§ SOURCE EXTRACT:
3. Lurk for a while.
This is for the newbie Twitter users out there. I get that it's overwhelming. And I get that you feel the need to jump in right away. But, my biggest piece of advice is to create an account, and then lurk for a while. Follow people who interest you. Find your favorite authors and follow them. Interested in self-publishing? Follow the big names there. Want to check out traditional publishing? Follow agents who represent your genre(s). Curious about small presses? Follow them and their editors. Follow people who organize writing contests, follow those who give solid writing and publishing advice, follow people who are interesting to you! And take some mental notes about how they tweet. Then, when you're ready, finish setting up your profile and start interacting with them. Wait, a profile? That takes us to . . .
4. The necessaries.
You need a real picture, not the generic egg, or else you'll look like a bot. Profile pictures that'll make you look professional: your author photo or your book cover (if you're published). If you don't have those and don't want to use a selfie, put up something that reflects your personality but still looks professional: your dog, your coffee mug, a stack of your favorite books. You need a link to your website in the website linky spot. You need that big banner behind your profile pic to actually have something in it. (If you're published, this is a great spot to show off all those book covers or a close-up of that gorgeous cover art!) And your profile blurb needs to be professional. This means you should include something about what genres you write, the title of at least one book (if you're published), name of your publisher (if you're with a publisher), and something that'll make you seem human (this can be something funny or something you love or whatever strikes your fancy -- just keep it professional). And for the love of the sweet baby Jesus, avoid the hashtags in your profile, unless they're conversation-related. (See why and what I mean about conversation-related in Tip #9.) Finally, you need a pinned tweet. This is the tweet that'll show up at the top of your feed whenever someone clicks on your profile. Here is a great place to sell your book! How you do that is up to you. I change mine every month or so, and I don't always do a direct pitch. For instance, my pinned tweet as I write this is a picture of ARCs of my upcoming book. So you've got your necessaries. Now what?

5. Don't Sell. Engage.

§ SHORT TASK 1:
Answer the following from the Twitter advice text:
(a) Whom should a person interested in traditional publishing follow?
(b) What will a person look like if they keep the generic egg as their picture?
(c) What is the writer's pinned tweet at the time of writing?
§ SHORT TASK 2: Reproduce the passage of the Twitter advice text starting at "This is for" and ending at "takes us to . . .".

§ RECORDED DATA:
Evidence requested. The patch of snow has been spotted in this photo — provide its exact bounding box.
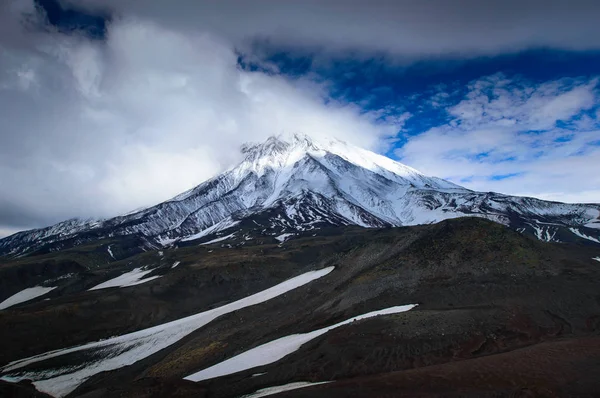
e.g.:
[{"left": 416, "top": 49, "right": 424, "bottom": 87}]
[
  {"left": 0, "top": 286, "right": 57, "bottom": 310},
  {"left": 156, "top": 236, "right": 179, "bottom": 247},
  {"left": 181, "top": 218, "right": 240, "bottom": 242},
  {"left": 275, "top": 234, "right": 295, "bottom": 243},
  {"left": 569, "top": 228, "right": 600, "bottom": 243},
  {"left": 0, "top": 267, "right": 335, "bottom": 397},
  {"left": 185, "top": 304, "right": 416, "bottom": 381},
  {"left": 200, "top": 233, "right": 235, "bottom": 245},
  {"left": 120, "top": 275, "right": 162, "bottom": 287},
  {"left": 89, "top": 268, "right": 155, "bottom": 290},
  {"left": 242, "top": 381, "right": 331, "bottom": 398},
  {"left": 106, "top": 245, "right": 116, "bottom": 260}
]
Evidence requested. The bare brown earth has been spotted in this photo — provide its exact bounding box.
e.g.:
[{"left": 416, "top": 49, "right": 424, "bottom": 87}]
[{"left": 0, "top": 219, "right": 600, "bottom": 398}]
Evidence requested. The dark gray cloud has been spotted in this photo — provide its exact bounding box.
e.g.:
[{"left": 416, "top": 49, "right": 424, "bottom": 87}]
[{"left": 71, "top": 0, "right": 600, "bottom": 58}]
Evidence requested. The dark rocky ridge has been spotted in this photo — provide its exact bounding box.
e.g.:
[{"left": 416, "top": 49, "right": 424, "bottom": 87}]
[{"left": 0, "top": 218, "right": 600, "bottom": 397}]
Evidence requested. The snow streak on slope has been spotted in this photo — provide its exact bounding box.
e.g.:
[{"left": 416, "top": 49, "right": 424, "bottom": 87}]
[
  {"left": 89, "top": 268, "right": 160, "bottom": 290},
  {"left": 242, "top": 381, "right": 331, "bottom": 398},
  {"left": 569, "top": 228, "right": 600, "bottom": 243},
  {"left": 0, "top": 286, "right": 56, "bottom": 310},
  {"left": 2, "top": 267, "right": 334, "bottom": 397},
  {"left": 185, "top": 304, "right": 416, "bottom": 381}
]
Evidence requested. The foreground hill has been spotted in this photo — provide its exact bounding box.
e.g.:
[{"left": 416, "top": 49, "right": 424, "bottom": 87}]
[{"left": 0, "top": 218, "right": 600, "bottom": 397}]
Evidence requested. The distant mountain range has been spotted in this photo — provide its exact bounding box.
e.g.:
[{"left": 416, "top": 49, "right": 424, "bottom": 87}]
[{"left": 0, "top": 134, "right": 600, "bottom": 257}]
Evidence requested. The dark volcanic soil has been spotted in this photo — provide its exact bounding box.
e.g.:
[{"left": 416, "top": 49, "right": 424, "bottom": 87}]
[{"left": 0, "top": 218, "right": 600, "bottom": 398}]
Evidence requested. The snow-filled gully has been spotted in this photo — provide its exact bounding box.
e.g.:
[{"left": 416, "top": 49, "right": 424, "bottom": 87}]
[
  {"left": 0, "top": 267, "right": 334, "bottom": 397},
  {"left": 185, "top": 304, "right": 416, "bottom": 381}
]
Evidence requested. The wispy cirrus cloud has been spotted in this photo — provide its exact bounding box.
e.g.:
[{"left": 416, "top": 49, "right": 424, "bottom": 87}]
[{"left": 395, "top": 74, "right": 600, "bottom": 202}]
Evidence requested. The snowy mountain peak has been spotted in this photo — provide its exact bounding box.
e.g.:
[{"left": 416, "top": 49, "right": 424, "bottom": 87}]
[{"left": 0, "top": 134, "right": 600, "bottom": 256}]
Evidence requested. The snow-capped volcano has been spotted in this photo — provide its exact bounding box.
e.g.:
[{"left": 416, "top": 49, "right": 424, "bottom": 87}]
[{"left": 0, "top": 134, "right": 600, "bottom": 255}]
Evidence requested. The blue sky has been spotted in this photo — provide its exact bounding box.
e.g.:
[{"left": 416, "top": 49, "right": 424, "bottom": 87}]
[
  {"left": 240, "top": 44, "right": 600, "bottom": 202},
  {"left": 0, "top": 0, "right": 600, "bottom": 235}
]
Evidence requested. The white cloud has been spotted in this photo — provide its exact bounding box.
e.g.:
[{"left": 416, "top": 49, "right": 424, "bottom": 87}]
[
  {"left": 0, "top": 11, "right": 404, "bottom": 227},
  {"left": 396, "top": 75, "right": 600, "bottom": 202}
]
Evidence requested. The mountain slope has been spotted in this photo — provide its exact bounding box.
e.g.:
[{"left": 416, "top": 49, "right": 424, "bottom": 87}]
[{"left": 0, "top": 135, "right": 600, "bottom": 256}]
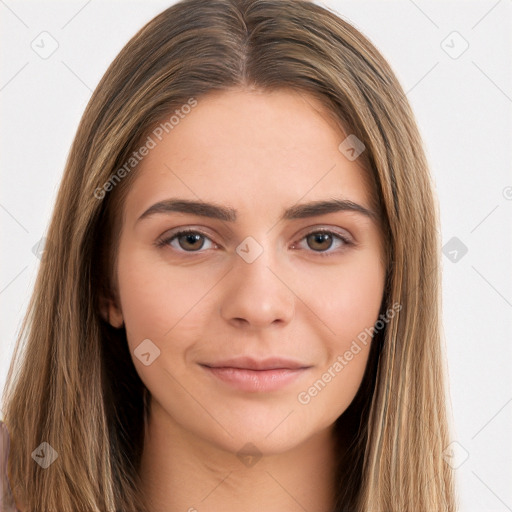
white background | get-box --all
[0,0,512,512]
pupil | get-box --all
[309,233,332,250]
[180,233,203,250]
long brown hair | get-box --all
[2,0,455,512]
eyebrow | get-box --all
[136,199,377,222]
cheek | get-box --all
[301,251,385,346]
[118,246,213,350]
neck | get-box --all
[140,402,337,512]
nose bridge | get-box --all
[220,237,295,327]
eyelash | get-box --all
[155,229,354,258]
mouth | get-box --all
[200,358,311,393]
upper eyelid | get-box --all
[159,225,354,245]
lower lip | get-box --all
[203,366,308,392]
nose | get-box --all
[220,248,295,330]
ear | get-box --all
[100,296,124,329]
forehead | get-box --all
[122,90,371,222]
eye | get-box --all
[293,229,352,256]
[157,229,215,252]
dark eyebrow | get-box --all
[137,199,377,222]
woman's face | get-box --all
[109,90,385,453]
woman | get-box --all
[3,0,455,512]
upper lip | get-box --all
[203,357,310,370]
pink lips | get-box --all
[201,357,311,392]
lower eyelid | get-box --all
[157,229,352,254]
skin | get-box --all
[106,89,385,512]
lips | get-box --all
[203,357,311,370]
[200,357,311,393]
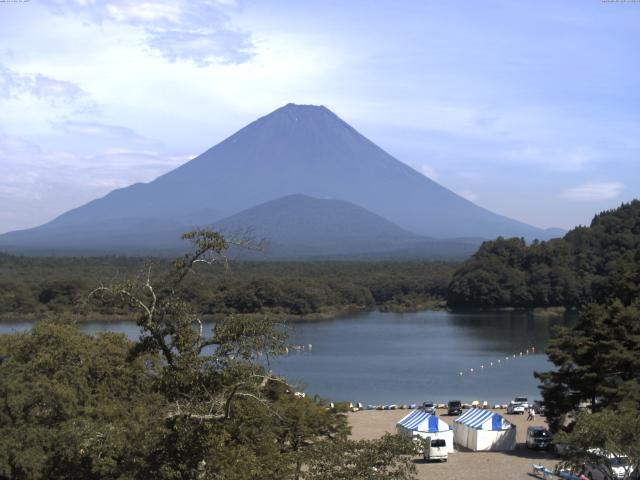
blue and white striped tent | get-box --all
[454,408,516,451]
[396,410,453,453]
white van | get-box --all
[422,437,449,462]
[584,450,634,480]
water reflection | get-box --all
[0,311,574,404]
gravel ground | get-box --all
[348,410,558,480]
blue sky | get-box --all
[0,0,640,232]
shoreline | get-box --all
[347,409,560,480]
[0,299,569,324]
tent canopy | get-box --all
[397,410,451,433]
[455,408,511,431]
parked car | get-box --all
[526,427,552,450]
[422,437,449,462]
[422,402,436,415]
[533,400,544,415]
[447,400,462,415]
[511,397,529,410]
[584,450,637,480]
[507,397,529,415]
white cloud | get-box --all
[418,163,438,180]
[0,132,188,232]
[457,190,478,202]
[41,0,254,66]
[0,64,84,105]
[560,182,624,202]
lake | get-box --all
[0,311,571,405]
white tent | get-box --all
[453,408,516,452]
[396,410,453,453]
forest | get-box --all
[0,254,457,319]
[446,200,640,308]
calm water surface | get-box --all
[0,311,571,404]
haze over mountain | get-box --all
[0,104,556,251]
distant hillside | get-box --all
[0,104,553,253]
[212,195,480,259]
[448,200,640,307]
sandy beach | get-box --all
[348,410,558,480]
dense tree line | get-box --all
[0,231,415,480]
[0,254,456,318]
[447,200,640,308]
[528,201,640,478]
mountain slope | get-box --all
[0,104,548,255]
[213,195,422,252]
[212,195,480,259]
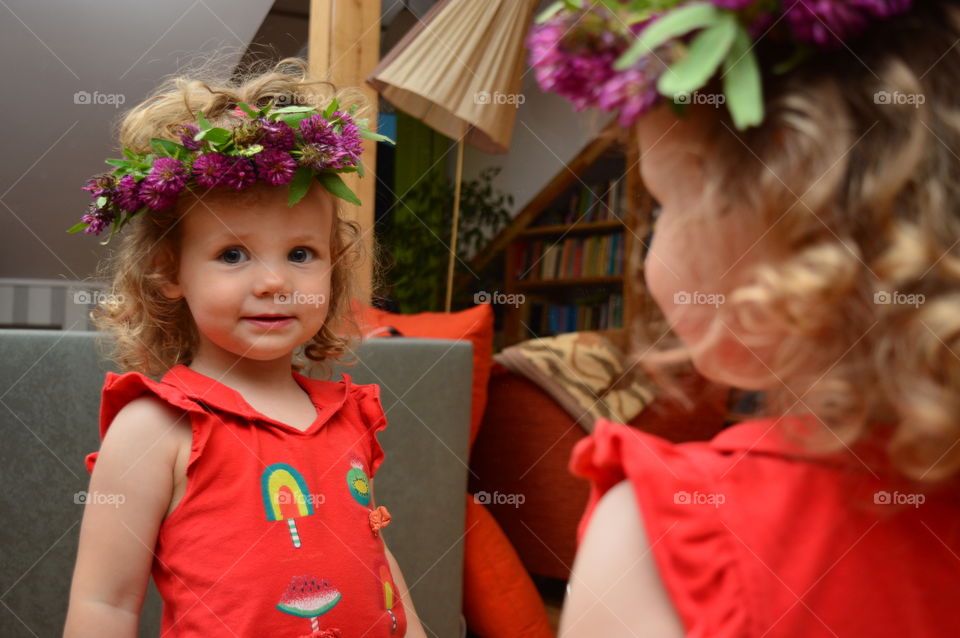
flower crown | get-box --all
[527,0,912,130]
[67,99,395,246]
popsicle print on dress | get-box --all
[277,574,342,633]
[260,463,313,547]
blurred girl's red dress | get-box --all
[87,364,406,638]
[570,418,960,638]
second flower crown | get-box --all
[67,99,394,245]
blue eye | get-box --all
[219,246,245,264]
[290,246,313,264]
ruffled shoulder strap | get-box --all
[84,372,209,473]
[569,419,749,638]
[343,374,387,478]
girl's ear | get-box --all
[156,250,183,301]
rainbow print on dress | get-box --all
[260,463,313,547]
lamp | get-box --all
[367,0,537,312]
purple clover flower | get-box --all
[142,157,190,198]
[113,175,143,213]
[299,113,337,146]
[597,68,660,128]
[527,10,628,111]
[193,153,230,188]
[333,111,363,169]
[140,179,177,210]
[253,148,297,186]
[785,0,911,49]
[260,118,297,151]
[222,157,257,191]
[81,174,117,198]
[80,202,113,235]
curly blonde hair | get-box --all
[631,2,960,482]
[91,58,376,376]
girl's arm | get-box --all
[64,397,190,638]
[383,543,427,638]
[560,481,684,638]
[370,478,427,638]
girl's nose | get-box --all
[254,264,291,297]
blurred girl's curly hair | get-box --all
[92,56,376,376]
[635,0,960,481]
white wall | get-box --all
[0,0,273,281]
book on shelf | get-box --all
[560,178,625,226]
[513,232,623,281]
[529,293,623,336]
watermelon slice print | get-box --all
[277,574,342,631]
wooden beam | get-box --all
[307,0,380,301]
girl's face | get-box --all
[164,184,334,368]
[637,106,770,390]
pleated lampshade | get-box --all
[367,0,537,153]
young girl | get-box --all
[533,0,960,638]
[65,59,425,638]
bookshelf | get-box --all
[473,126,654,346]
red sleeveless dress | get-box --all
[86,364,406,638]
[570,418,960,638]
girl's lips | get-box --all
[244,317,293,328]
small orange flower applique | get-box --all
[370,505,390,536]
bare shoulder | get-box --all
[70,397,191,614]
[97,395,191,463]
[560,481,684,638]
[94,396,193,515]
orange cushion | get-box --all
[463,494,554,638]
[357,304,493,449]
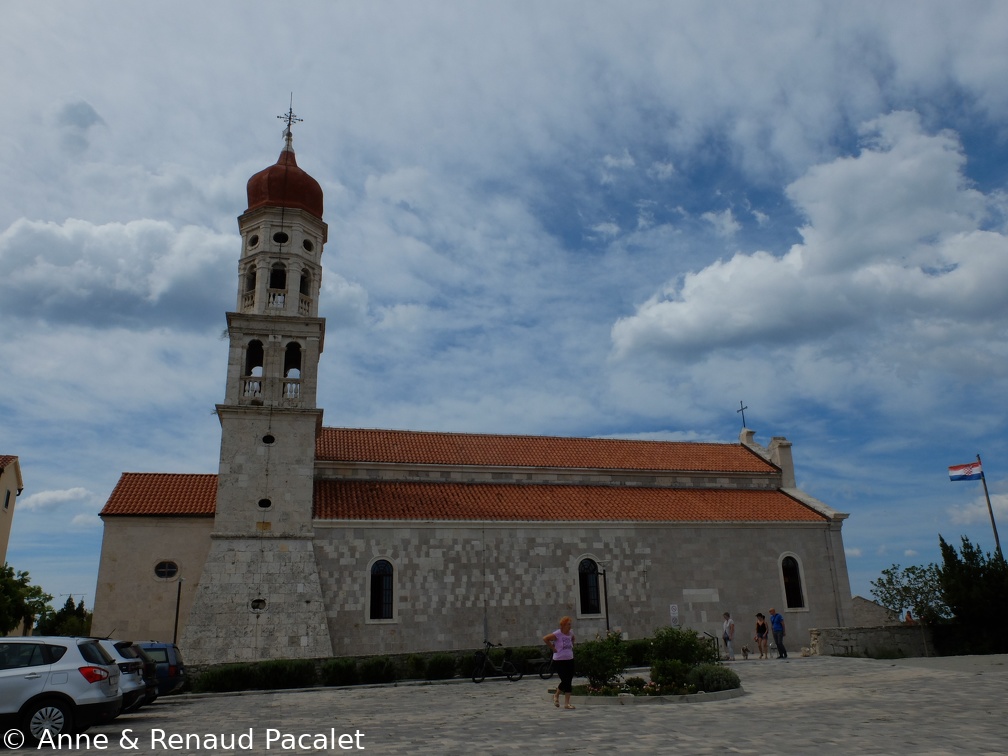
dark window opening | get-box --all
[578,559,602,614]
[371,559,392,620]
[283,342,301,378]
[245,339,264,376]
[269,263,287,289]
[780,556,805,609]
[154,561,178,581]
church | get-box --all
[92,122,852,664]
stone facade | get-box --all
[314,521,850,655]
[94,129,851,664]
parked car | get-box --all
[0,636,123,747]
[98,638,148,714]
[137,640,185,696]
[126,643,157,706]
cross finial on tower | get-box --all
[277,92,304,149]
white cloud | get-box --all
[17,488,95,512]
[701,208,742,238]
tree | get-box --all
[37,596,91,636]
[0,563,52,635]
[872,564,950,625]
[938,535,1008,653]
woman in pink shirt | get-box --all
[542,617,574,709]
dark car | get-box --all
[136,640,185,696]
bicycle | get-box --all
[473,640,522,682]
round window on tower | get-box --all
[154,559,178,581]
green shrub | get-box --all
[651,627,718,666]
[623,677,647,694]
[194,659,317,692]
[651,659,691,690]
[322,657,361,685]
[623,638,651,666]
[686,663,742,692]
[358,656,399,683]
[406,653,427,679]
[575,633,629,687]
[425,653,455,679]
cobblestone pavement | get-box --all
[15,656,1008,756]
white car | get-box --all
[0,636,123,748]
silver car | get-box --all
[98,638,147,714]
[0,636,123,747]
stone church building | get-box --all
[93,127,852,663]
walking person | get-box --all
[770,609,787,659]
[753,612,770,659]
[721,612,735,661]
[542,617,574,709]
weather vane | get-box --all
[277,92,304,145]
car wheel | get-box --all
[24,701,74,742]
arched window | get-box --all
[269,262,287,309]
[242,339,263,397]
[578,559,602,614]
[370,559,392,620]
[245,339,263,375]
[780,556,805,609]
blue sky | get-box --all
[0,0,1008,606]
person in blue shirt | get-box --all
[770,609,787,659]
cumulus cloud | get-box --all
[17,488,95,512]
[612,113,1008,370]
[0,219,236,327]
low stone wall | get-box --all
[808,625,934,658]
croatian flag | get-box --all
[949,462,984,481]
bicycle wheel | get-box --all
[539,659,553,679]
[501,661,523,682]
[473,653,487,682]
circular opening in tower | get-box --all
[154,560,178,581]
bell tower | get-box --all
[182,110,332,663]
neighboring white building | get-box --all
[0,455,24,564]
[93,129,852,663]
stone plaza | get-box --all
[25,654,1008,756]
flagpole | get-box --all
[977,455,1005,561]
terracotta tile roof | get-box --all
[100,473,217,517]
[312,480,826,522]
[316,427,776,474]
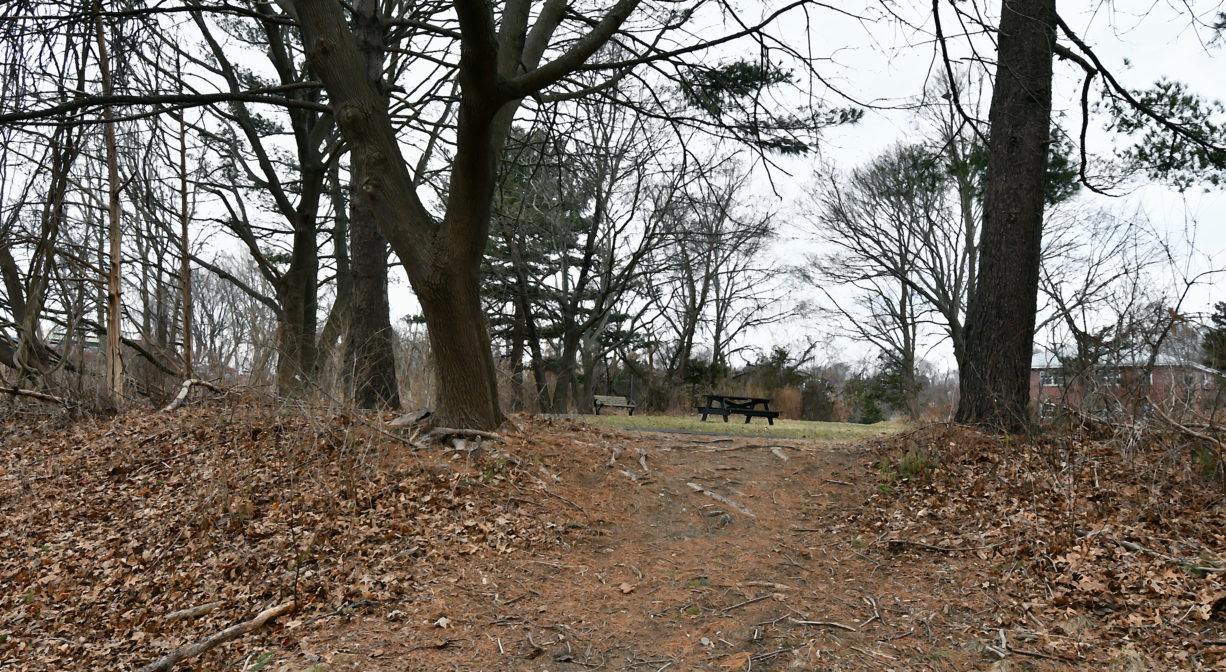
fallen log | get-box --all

§ EXERCISE ANSWER 1:
(a) Agents who represent their genre(s).
(b) They will look like a bot.
(c) A picture of ARCs of the writer's upcoming book.

§ EXERCISE ANSWER 2:
This is for the newbie Twitter users out there. I get that it's overwhelming. And I get that you feel the need to jump in right away. But, my biggest piece of advice is to create an account, and then lurk for a while. Follow people who interest you. Find your favorite authors and follow them. Interested in self-publishing? Follow the big names there. Want to check out traditional publishing? Follow agents who represent your genre(s). Curious about small presses? Follow them and their editors. Follow people who organize writing contests, follow those who give solid writing and publishing advice, follow people who are interesting to you! And take some mental notes about how they tweet. Then, when you're ready, finish setting up your profile and start interacting with them. Wait, a profile? That takes us to . . .